Dataset excerpts:
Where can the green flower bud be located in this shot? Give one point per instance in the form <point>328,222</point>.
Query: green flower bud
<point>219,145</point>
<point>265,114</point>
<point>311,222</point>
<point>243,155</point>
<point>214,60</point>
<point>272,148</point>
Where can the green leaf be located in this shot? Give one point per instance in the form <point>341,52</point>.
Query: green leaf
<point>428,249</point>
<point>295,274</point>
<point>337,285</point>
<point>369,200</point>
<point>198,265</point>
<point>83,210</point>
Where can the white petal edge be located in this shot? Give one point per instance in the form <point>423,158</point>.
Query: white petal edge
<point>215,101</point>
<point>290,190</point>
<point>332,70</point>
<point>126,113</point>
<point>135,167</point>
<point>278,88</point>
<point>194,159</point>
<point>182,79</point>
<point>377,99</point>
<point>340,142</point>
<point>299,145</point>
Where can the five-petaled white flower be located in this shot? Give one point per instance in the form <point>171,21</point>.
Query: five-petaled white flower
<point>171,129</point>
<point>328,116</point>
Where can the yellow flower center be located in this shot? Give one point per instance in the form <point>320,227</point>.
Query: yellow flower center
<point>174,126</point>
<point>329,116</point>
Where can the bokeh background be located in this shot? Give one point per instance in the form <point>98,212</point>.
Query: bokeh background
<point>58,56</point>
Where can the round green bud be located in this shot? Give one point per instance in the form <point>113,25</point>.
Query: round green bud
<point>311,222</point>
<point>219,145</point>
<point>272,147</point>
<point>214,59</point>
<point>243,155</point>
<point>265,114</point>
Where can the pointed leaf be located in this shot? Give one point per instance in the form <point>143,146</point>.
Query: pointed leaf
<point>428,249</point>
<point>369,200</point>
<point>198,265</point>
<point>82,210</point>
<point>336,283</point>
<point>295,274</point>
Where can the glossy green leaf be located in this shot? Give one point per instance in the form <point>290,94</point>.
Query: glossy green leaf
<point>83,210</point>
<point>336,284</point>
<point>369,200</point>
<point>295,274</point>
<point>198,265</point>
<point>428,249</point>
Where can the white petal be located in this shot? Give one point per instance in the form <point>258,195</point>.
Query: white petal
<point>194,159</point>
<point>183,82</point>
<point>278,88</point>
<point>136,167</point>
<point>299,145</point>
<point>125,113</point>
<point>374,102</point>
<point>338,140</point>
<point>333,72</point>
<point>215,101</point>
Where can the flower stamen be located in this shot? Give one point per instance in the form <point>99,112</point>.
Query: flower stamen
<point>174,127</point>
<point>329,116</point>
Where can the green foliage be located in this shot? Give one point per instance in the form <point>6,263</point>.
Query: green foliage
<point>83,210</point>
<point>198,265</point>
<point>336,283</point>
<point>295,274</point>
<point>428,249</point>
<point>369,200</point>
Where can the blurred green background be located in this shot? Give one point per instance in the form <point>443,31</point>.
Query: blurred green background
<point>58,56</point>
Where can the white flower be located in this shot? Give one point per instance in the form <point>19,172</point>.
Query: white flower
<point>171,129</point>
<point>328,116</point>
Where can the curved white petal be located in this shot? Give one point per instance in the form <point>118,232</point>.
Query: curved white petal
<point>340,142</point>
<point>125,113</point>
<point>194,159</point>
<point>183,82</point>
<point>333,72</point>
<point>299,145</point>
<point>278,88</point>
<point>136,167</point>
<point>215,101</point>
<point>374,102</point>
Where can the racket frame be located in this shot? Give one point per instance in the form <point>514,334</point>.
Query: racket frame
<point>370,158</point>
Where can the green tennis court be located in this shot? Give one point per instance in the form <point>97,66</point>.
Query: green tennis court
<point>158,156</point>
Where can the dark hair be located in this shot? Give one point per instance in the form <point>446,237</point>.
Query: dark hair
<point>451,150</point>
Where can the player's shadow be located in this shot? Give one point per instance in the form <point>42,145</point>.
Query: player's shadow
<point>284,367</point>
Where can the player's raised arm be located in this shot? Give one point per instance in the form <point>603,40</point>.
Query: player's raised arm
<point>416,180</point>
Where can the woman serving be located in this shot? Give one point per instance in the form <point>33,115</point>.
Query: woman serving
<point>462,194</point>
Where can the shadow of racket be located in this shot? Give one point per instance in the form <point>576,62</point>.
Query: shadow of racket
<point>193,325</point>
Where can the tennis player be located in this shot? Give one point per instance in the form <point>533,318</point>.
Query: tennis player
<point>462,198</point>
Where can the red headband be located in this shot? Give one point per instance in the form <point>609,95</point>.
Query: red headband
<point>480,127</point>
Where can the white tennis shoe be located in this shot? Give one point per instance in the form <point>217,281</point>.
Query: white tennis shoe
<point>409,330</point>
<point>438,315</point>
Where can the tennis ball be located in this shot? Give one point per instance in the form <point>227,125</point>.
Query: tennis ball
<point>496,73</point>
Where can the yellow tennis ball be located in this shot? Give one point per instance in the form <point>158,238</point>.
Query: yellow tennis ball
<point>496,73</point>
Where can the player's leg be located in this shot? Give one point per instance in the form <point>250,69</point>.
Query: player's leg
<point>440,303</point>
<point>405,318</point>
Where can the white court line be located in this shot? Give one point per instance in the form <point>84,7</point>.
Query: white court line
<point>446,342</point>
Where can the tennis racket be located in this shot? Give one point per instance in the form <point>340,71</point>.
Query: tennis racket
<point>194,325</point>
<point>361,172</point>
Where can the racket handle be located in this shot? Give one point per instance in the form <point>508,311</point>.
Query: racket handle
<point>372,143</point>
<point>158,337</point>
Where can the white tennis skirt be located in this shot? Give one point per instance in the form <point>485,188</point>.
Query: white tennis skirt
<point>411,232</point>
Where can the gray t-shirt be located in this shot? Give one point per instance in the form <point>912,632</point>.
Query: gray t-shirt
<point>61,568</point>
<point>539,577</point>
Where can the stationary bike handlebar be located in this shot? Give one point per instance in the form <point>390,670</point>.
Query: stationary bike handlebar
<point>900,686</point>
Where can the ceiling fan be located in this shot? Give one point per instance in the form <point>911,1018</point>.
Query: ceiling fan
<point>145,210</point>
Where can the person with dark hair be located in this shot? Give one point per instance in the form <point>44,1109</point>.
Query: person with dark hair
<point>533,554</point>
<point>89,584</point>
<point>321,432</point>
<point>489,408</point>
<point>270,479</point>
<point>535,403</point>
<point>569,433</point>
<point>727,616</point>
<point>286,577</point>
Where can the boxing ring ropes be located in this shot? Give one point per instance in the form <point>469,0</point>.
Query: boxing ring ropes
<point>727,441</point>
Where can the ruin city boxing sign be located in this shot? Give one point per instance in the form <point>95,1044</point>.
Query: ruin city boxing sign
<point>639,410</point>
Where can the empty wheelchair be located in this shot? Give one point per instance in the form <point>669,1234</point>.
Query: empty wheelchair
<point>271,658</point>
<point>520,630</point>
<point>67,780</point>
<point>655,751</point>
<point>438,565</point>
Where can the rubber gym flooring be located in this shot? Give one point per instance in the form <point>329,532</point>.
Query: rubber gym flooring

About this exercise: When you answer, set down the entries above precisely as they read.

Output:
Where can the green flower bud be located in this shot? Give one point per instance in the form <point>328,222</point>.
Query: green flower bud
<point>219,145</point>
<point>265,114</point>
<point>311,222</point>
<point>243,155</point>
<point>214,60</point>
<point>272,148</point>
Where can the green leaf be located in this shot? Give one point per instance in the form <point>341,52</point>.
Query: green leaf
<point>428,249</point>
<point>295,274</point>
<point>337,285</point>
<point>369,200</point>
<point>198,265</point>
<point>83,210</point>
Where can the white petal edge be located in this shot? Give one point per instance in the form <point>423,158</point>.
Query: white petal edge
<point>215,101</point>
<point>290,190</point>
<point>332,70</point>
<point>126,113</point>
<point>135,167</point>
<point>278,88</point>
<point>194,159</point>
<point>182,79</point>
<point>377,99</point>
<point>340,142</point>
<point>299,145</point>
Where can the five-petaled white flower be located in this shot? Give one point per instance in the form <point>171,21</point>.
Query: five-petaled white flower
<point>171,129</point>
<point>328,116</point>
Where can the yellow flower center be located in this shot? Give one point per instance in the form <point>320,227</point>.
Query: yellow flower center
<point>174,126</point>
<point>329,116</point>
Where can the bokeh background be located in this shot? Give one point per instance in the form <point>98,212</point>.
Query: bokeh background
<point>58,56</point>
Where can the round green bud be located in this shot? Give one point per instance in the form <point>113,25</point>.
Query: round green bud
<point>311,222</point>
<point>219,145</point>
<point>272,147</point>
<point>214,59</point>
<point>243,155</point>
<point>265,114</point>
Where can the pointed leaf be located in this shot? Give one point per instance in the form <point>143,146</point>.
Query: pointed leaf
<point>428,249</point>
<point>369,200</point>
<point>198,265</point>
<point>82,210</point>
<point>336,283</point>
<point>295,274</point>
Where can the glossy green leaf be located in this shot? Give one point per instance in the form <point>290,94</point>.
Query: glossy green leaf
<point>83,210</point>
<point>336,284</point>
<point>369,200</point>
<point>295,274</point>
<point>198,265</point>
<point>428,249</point>
Where can the white petal be located in this shot? Give one point per instance in the form <point>258,195</point>.
Query: white petal
<point>194,159</point>
<point>183,82</point>
<point>278,88</point>
<point>136,167</point>
<point>299,145</point>
<point>125,113</point>
<point>374,102</point>
<point>338,140</point>
<point>333,72</point>
<point>215,101</point>
Where can the flower stamen be located in this shot? Give one point per instance in the form <point>99,112</point>.
Query: flower stamen
<point>174,127</point>
<point>329,116</point>
Where can the green foliage be located in this shot? Give one point per instance in the form <point>6,263</point>.
Query: green foliage
<point>83,210</point>
<point>198,265</point>
<point>336,283</point>
<point>295,274</point>
<point>428,249</point>
<point>369,200</point>
Where can the blurred green background be located in this shot? Give one point per instance in the form <point>443,31</point>.
Query: blurred green background
<point>58,56</point>
Where can the white flower be located in this shot? Give one point per instance in the form <point>19,172</point>.
Query: white flower
<point>171,129</point>
<point>328,116</point>
Where can the curved white petal be located in this shot? Give one point per instance in the form <point>118,232</point>.
Query: curved white petal
<point>340,142</point>
<point>125,113</point>
<point>194,159</point>
<point>183,82</point>
<point>333,72</point>
<point>299,145</point>
<point>278,88</point>
<point>136,167</point>
<point>215,101</point>
<point>374,102</point>
Where can the racket frame be located in this shot? Give one point per instance in the form <point>514,334</point>.
Query: racket frame
<point>370,158</point>
Where can the green tennis court be located in this shot? Give one point per instance in the form <point>97,66</point>.
Query: green tennis court
<point>158,156</point>
Where can the dark hair be located in this shot? Give one point per instance in the form <point>446,237</point>.
Query: dark hair
<point>451,150</point>
Where can the player's shadow be located in this shot? Give one point per instance in the form <point>42,145</point>.
Query: player's shadow
<point>284,367</point>
Where can the player's raised arm be located in this shot? Give one point per instance in the form <point>603,40</point>.
Query: player's raised arm
<point>416,180</point>
Where can the woman serving be located in this shot? Give one point per instance in the form <point>33,115</point>.
Query: woman serving
<point>462,194</point>
Where can the shadow of racket be located in this shot? Give one point per instance in the form <point>576,62</point>.
Query: shadow of racket
<point>193,325</point>
Where can the tennis player be located in this shot? Give one point per instance in the form <point>533,318</point>.
Query: tennis player
<point>462,198</point>
Where can the red headband be located in this shot? Give one point per instance in the form <point>609,95</point>.
Query: red headband
<point>480,127</point>
Where can the white tennis shoe be located in this shot? Give one point per instance in the form <point>217,281</point>.
Query: white tennis shoe
<point>409,330</point>
<point>438,315</point>
Where can the tennis ball be located in this shot? Give one point per instance in the form <point>227,125</point>.
Query: tennis ball
<point>496,73</point>
Where can the yellow tennis ball be located in this shot? Give one point per instance in the form <point>158,238</point>.
Query: yellow tennis ball
<point>496,73</point>
Where can the player's leg be located in this shot? Give one point per instance in the form <point>250,69</point>.
Query: player's leg
<point>440,303</point>
<point>405,318</point>
Where can the white court line be located in this shot? Give one point per instance in the form <point>84,7</point>.
Query: white court line
<point>446,342</point>
Where can the tennis racket be located in this shot? Give one point per instance in the form <point>340,71</point>.
Query: tennis racket
<point>194,325</point>
<point>361,172</point>
Where can the racket handle be located in this shot? Give one point per instance in the form <point>508,311</point>.
Query: racket handle
<point>372,143</point>
<point>158,337</point>
Where can the white tennis skirt be located in this shot? Give one point per instance in the form <point>485,188</point>.
Query: white tennis skirt
<point>411,232</point>
Where can the gray t-shirt be located in this shot? Give one point per instance in the form <point>912,632</point>.
Query: gray t-shirt
<point>61,568</point>
<point>539,577</point>
Where can the stationary bike handlebar be located in this shot? Give one point per instance in the form <point>390,670</point>.
Query: stationary bike handlebar
<point>900,686</point>
Where can the ceiling fan be located in this shot? Give one point per instance in the form <point>911,1018</point>.
Query: ceiling fan
<point>145,210</point>
Where can the person with dark hair be located in this shot? Give one point per instance in the form <point>44,1109</point>.
Query: person with dark hair
<point>533,554</point>
<point>89,584</point>
<point>321,432</point>
<point>489,408</point>
<point>270,479</point>
<point>535,403</point>
<point>569,433</point>
<point>727,616</point>
<point>286,577</point>
Where can the boxing ring ropes be located in this shot? Give one point per instance in the form <point>469,0</point>.
Query: boxing ring ropes
<point>727,441</point>
Where can the ruin city boxing sign be located in this shot? Give one point per instance in the form <point>95,1044</point>.
Query: ruin city boxing sign
<point>639,410</point>
Where can the empty wheelchair be located in this shot? Give one point per instance in the form <point>669,1234</point>.
Query: empty wheelchair
<point>271,658</point>
<point>520,630</point>
<point>67,780</point>
<point>655,751</point>
<point>438,565</point>
Where can the rubber gym flooring be located in this shot? Give one point per instance in the form <point>329,532</point>.
Query: rubber gym flooring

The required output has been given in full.